§ What to work on
I need the lines from the one with "Guideline: for every instance of the pinstriped" through the end of the material, copied exactly and with nothing else included.
::: Source material
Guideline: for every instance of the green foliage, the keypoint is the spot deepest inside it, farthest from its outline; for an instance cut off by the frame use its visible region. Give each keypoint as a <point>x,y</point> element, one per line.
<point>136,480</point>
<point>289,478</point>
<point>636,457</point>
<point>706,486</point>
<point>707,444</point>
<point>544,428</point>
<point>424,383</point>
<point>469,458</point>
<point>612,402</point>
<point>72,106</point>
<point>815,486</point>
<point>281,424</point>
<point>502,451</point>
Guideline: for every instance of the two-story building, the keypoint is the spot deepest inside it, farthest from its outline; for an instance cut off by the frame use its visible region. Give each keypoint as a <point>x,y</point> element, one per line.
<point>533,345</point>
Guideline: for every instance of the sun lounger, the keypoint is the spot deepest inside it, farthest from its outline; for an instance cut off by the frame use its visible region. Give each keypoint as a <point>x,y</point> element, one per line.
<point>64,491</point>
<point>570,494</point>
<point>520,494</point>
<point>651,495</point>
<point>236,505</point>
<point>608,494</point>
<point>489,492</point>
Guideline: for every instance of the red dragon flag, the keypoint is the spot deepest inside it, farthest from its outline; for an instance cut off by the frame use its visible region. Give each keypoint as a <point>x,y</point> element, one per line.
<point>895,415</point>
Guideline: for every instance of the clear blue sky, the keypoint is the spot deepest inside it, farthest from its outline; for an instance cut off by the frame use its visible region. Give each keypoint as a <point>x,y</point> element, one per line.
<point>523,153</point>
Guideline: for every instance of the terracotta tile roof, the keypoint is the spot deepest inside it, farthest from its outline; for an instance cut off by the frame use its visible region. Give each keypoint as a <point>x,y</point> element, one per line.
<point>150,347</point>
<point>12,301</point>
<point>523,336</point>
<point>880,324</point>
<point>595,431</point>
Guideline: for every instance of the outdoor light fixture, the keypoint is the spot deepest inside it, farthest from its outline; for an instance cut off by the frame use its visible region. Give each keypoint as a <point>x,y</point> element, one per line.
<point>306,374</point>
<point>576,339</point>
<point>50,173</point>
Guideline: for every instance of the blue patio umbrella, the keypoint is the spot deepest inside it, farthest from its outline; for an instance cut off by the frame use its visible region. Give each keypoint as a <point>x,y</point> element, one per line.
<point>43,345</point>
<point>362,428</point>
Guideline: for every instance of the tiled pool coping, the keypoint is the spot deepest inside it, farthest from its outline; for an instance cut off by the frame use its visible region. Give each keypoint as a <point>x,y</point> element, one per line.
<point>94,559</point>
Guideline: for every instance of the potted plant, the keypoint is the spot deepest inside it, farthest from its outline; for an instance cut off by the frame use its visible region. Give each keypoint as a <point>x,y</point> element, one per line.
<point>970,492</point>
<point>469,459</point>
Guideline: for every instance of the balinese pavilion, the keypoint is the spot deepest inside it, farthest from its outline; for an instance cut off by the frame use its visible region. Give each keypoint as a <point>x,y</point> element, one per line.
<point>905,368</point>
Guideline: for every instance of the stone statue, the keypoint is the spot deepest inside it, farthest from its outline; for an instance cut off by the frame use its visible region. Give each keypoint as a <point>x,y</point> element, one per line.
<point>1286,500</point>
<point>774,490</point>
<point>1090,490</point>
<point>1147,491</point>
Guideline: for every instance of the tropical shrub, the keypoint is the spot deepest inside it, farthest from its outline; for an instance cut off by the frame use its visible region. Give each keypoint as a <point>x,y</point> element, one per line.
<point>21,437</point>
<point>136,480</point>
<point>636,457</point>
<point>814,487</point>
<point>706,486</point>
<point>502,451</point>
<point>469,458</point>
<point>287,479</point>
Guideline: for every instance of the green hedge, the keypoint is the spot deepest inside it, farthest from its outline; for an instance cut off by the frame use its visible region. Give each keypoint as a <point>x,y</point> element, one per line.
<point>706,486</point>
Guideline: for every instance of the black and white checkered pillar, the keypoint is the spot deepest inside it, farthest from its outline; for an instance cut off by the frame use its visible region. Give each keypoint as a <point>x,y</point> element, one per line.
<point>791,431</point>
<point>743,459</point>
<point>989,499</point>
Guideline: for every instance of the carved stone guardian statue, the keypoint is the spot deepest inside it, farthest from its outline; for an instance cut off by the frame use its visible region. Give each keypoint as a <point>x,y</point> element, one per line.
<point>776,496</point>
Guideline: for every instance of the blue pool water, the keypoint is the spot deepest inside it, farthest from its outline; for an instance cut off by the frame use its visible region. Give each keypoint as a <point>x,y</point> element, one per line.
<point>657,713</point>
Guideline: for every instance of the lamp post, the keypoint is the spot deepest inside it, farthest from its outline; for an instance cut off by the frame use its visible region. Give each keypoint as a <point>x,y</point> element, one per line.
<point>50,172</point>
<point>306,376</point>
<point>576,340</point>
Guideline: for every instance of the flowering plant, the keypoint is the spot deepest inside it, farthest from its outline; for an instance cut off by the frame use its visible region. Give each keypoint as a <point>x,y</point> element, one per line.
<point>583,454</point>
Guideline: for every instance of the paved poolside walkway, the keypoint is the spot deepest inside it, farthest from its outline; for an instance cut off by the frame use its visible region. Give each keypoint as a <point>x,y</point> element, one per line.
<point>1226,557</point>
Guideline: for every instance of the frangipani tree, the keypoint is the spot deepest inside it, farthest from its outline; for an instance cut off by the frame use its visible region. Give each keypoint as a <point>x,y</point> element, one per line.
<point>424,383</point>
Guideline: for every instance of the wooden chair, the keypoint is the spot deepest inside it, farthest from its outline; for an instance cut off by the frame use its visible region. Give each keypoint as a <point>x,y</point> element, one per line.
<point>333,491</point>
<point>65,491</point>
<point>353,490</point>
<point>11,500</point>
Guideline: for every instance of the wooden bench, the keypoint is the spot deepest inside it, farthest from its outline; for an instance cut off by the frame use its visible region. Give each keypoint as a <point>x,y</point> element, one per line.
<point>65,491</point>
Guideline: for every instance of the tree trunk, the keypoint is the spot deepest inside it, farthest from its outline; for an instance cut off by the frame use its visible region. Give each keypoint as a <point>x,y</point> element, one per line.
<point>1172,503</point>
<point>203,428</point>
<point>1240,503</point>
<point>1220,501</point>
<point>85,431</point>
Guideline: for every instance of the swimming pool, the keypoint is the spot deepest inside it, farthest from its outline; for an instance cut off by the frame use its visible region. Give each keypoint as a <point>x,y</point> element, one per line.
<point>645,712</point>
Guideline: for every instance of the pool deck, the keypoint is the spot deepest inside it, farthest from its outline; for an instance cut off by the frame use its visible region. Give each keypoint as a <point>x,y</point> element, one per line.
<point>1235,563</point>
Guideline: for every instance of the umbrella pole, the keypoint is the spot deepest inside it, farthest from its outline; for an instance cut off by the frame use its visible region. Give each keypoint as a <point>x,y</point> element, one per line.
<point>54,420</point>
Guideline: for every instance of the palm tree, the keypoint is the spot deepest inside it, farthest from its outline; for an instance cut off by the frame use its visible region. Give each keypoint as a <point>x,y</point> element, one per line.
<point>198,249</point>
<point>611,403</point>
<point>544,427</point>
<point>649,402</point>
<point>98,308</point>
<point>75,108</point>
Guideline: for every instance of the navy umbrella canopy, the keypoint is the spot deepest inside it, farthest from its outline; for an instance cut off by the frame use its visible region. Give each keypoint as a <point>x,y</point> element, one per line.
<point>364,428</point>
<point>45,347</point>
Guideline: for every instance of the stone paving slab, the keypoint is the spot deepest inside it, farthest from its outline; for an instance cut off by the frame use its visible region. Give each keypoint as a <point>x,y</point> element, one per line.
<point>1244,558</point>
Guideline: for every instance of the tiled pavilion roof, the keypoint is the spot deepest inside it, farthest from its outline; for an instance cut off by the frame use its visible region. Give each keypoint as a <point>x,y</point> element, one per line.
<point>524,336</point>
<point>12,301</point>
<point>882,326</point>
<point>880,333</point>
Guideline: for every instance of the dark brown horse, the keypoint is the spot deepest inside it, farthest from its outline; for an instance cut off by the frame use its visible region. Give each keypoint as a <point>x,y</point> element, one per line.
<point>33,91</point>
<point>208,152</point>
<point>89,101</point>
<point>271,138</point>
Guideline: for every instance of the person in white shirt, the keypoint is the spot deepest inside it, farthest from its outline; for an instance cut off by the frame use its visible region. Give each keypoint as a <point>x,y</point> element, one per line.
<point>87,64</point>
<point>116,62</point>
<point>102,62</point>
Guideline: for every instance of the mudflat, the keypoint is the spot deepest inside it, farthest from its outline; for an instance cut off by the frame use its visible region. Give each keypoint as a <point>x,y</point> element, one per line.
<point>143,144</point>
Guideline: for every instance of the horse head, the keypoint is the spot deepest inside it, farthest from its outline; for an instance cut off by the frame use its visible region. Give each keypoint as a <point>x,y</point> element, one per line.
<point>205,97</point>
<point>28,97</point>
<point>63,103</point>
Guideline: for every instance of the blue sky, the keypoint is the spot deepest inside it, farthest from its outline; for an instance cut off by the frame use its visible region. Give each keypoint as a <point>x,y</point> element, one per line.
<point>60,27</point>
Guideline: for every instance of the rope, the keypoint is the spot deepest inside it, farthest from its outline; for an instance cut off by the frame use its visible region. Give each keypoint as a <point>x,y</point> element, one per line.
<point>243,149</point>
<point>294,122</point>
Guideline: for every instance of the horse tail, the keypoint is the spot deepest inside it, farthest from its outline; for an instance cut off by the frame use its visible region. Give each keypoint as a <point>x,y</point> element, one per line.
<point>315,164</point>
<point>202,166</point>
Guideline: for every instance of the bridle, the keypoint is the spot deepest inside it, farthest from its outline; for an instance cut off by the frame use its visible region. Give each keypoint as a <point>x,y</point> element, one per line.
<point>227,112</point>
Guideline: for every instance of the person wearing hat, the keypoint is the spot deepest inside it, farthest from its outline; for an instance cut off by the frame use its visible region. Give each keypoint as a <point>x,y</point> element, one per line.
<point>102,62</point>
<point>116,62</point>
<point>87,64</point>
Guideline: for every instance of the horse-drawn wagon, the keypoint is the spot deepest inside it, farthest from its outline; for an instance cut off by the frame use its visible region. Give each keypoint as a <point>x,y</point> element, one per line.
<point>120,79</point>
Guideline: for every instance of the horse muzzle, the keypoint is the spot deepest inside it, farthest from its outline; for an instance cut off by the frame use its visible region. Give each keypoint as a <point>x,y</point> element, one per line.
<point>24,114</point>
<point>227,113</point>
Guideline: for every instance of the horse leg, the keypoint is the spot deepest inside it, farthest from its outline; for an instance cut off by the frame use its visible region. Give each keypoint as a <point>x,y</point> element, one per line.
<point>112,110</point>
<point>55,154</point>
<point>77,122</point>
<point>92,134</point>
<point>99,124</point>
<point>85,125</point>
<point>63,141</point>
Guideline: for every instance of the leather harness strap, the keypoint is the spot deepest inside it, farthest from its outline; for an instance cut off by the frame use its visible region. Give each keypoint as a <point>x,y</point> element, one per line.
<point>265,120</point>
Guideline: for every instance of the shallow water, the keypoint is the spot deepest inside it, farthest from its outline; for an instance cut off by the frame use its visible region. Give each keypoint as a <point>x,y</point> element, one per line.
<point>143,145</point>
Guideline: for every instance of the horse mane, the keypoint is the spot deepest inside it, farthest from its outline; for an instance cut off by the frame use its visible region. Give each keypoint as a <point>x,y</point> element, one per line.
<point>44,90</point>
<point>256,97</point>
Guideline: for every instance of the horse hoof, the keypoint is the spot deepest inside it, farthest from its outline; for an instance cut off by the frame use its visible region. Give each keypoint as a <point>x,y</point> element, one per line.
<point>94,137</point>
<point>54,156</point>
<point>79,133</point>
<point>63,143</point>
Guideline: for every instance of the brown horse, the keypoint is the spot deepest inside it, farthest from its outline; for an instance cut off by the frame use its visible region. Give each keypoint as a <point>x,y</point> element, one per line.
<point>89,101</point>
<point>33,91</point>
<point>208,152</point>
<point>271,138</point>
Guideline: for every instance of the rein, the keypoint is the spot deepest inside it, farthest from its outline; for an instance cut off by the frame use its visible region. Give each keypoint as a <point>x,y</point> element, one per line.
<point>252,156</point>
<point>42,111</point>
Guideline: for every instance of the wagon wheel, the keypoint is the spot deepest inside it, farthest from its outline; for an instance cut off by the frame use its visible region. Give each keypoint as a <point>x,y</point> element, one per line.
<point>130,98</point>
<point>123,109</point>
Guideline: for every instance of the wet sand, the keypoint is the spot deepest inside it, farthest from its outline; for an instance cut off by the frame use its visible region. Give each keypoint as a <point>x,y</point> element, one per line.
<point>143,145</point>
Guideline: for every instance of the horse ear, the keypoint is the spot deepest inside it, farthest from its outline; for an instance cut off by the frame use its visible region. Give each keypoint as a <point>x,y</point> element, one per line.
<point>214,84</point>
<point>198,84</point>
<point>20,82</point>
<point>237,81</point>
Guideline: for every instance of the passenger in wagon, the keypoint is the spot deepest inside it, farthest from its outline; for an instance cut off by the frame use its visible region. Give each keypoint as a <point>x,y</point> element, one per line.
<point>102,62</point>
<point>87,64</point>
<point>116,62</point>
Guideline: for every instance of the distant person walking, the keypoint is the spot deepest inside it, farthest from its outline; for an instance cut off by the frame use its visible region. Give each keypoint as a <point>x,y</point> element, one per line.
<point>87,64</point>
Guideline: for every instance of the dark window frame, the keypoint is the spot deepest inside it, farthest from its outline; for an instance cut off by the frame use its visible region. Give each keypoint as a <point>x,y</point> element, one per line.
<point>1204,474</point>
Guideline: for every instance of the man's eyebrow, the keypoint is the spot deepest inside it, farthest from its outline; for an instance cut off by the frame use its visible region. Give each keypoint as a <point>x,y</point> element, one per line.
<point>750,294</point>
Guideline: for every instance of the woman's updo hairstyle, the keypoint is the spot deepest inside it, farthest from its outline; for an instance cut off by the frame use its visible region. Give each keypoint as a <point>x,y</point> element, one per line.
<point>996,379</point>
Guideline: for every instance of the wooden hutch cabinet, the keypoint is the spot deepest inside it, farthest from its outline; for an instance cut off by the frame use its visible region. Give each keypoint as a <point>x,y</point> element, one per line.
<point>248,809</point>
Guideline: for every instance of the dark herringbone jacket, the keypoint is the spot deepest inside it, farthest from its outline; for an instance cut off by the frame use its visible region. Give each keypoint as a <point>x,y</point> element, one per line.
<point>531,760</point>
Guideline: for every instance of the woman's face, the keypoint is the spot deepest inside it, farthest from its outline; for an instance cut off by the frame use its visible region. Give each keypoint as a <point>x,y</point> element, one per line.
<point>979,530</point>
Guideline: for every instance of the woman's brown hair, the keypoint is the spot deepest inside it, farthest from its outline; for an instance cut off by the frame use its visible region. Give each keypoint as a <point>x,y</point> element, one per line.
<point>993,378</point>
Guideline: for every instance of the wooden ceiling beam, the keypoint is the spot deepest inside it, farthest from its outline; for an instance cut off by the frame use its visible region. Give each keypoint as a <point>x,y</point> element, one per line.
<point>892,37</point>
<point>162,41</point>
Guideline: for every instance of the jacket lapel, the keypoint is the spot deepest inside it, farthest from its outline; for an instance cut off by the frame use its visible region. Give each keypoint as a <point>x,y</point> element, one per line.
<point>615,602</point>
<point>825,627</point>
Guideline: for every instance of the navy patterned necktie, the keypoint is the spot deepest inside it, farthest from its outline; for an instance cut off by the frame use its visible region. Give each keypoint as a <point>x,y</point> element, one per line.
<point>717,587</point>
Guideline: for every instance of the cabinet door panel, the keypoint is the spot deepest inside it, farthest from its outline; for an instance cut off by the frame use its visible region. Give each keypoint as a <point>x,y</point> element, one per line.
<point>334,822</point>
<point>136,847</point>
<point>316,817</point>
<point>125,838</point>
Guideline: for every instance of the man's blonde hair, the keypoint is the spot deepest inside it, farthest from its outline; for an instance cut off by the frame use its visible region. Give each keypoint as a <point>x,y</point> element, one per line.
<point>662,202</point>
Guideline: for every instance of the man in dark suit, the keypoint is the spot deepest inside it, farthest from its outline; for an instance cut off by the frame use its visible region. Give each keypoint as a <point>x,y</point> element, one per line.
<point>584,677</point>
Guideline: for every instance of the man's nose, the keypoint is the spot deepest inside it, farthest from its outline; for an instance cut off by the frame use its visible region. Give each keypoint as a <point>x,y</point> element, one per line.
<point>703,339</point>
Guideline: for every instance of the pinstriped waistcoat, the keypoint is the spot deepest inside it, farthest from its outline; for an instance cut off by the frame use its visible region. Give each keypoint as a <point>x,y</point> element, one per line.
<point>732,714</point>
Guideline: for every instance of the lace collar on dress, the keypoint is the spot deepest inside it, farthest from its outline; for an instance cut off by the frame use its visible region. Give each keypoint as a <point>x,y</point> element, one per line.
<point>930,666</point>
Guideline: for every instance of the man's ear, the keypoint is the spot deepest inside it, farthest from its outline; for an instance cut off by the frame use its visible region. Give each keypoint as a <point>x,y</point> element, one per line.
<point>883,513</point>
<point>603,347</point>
::::::
§ Answer section
Guideline: for every instance of the pinstriped waistcoat, the keypoint is the spot deepest inside it, farthest from its outline; for an instance cut off by the frame use its visible region. Give each keypoint as a <point>x,y</point> element, one per line.
<point>732,714</point>
Guideline: for every instance of the lace collar on dress, the keypoint is the spot deepest inside it, farthest from its outline; for an instance cut off by the frame use its visible region. Give each keypoint as a <point>x,y</point> element, one per line.
<point>930,666</point>
Guideline: for every instance of the man's ear, the keypoint is the spot deepest inside it, farthest from its outline; for an instance cut off by the frame use its visible region. Give each keypoint as a <point>x,y</point> element, one per line.
<point>883,513</point>
<point>603,347</point>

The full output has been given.